▶ _EXERCISE GOAL_
Continue the article on EWI's ultrasonic additive manufacturing from the point where it ends, picking up after its final sentence.

START TEXT FOR ANALYSIS

EWI Makes Pins for State of Ohio’s Governor’s Cabinet Using Ultrasonic Additive Manufacturing
By mshort on Tuesday, June 21st, 2011
For many years, engineers have been fascinated with, and have come to rely on, the ability to create parts directly from CAD models for the purpose of visualizing design concepts or verify functionality. Stereolithography has served this need quite well for developing appearance models and prototypes. However, since these parts are generally fabricated from resins, it limits their utility and the engineer’s ability to determine material properties or performance of a design. To overcome this, engineers are developing new technologies for additive manufacturing (AM), which produces parts directly from high performance alloys.
EWI has played an important role in this field with the development of a new Ultrasonic Additive Manufacturing (UAM) platform. This technology relies on the transmission of very high power acoustical vibrations to a material to create a solid state bond with an adjacent layer. Since the weld occurs with very low heat input, it is possible to make welds that typically are not possible between dissimilar metals. In addition, UAM is an environmentally-friendly manufacturing process. The value of this capability was recently demonstrated in a small project for the State of Ohio’s Governor’s Cabinet.

END TEXT FOR ANALYSIS
START MATERIAL PROVIDED

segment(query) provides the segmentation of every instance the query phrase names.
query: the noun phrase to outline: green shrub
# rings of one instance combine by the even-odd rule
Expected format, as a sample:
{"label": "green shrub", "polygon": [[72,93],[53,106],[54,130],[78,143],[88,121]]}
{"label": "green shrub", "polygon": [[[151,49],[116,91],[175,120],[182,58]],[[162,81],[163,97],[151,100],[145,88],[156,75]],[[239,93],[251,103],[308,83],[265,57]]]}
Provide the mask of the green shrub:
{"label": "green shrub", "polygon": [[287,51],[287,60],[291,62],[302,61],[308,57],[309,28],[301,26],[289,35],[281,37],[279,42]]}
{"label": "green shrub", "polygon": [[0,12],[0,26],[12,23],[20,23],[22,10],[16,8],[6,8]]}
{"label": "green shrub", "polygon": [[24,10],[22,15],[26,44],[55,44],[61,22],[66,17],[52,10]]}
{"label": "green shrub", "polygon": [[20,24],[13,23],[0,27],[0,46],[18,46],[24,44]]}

END MATERIAL PROVIDED

▶ _TASK ANSWER_
Many Government officials use lapel pins for identification. Lapel pins are traditionally procured through a mail order catalog in which a design is supplied to a manufacturer that is usually in China relying on low cost labor and lax environmental standards. EWI wanted to show that it is possible to make this type of product in the U.S. using a “green” technology. To do this, EWI developed a CAD model of the Governor’s Cabinet logo and exported it directly to the additive manufacturing system. Instead of painted features which may involve toxic chemicals, we used three metals with different inherent colors to provide a distinctive facet: welding aluminum, copper, and titanium together, then machining to the appropriate surface to make the unique colors stand out. Standard pins were then bonded to the built up structure using ultrasonic soldering which eliminates the use of lead and the need for flux, omitting concerns with hazardous materials and their removal.
EWI was honored to present these pins at a Cabinet meeting last month, showcasing the competitive manufacturing potential of this technology. If you would like to learn more about UAM or other ultrasonic processes, please contact me at firstname.lastname@example.org or 614.688.5137.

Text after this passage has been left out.